Collection entries:

>>>>

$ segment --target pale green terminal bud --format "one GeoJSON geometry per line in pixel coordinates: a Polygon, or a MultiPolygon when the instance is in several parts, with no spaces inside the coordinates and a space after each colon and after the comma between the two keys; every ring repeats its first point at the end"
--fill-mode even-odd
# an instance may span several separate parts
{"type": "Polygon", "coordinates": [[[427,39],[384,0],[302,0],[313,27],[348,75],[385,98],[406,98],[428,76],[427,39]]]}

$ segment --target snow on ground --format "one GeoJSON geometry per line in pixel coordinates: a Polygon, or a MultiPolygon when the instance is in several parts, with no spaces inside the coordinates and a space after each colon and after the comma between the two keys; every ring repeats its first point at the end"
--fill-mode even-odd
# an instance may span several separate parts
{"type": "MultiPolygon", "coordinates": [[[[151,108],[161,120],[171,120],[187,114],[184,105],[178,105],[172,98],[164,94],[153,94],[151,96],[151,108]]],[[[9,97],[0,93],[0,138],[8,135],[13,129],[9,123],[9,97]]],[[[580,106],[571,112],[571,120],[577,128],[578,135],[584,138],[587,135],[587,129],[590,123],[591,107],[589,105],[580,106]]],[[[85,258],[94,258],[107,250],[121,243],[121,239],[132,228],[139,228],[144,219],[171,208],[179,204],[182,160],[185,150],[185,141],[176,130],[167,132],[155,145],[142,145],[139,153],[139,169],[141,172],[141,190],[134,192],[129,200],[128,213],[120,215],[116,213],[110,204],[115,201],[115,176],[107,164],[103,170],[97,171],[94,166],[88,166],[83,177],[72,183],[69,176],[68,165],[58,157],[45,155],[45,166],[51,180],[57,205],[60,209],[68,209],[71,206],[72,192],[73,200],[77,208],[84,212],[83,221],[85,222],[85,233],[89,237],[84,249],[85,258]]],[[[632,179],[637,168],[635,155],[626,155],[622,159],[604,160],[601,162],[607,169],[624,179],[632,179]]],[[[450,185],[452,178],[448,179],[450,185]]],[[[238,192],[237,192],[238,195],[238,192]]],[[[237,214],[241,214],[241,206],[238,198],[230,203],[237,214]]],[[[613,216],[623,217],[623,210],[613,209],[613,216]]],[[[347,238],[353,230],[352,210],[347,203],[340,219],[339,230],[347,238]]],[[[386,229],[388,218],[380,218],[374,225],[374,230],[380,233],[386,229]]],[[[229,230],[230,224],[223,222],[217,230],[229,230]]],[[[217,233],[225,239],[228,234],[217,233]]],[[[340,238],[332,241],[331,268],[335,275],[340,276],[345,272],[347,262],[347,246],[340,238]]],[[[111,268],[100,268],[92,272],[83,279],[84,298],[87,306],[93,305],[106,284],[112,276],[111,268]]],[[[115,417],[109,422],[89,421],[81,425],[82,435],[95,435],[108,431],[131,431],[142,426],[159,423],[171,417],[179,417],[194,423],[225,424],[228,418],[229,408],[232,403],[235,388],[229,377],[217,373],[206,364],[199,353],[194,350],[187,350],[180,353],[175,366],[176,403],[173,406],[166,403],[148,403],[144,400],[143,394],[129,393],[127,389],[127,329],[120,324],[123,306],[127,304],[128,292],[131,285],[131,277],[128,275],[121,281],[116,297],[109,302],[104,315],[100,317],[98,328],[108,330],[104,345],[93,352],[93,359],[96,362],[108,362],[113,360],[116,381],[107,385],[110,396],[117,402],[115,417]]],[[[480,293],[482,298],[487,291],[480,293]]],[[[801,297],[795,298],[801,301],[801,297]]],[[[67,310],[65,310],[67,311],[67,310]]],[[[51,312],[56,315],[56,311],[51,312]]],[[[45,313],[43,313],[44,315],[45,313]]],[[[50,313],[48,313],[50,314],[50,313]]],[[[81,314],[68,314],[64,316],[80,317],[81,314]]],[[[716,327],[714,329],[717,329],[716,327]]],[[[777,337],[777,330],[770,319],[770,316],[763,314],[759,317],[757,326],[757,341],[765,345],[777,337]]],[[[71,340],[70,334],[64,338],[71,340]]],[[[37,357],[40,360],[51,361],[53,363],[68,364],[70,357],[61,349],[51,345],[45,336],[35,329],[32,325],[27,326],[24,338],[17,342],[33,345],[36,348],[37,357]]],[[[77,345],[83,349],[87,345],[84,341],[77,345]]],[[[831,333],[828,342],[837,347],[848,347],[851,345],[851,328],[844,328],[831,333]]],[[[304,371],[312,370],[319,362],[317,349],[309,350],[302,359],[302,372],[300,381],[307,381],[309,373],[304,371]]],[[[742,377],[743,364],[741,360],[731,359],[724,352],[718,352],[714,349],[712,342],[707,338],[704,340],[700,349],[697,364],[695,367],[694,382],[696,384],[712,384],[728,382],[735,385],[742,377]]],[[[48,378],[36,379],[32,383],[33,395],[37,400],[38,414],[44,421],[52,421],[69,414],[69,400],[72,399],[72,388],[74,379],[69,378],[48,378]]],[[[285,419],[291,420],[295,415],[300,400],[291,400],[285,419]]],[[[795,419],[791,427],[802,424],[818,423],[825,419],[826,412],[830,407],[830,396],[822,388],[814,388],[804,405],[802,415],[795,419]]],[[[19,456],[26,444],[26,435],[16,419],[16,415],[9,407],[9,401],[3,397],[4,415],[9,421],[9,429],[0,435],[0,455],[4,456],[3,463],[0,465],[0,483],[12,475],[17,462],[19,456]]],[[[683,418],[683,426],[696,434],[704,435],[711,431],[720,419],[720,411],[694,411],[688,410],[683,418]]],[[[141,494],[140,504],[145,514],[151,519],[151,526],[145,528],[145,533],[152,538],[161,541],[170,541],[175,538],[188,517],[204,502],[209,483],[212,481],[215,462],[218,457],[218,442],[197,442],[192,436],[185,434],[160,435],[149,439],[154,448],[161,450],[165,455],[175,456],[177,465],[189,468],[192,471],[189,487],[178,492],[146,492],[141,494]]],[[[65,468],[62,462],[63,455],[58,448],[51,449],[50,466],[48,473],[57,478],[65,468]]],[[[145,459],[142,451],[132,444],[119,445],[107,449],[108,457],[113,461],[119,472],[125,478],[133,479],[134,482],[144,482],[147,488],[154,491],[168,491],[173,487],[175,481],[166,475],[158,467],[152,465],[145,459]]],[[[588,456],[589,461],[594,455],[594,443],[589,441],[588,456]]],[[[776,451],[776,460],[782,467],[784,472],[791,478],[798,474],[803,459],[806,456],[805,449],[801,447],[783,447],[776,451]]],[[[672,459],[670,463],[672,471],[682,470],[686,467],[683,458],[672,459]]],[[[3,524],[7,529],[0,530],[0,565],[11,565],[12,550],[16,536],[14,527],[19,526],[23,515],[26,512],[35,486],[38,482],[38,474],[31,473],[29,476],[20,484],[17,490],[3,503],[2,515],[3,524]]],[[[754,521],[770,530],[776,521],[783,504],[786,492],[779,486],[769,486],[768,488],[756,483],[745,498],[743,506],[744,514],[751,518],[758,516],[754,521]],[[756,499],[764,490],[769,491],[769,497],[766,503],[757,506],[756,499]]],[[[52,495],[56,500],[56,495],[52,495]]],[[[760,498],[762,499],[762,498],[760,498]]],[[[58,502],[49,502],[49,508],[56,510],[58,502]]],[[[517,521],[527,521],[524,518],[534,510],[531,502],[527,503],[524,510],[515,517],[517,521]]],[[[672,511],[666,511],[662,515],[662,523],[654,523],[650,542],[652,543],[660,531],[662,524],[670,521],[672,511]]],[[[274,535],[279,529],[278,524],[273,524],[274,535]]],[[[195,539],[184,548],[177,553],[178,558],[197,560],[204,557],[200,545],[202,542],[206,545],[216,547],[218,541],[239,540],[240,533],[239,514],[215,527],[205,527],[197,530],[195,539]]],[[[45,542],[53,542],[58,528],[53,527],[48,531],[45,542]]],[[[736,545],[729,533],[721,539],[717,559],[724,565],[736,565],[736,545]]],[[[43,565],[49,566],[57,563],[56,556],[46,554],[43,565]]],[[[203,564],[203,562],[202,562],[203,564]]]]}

<<<<

■ **Your task**
Copy each line of the material that contains the string "geometry". Uppercase and lowercase letters must match.

■ **Finished task**
$ segment --target pale green terminal bud --format "one GeoJSON geometry per line in pixel coordinates: a Polygon, or a MultiPolygon when the instance is in several parts, with no spaces inside the coordinates and a space after each colon and after the comma between the two keys; every ring repeats its first point at the end"
$ segment --target snow on ground --format "one GeoJSON geometry per line in pixel coordinates: a Polygon, or a MultiPolygon when the instance is in several parts, with no spaces inside the coordinates and a space after each colon and after the comma between the two keys; every ring repeats its first point at the end"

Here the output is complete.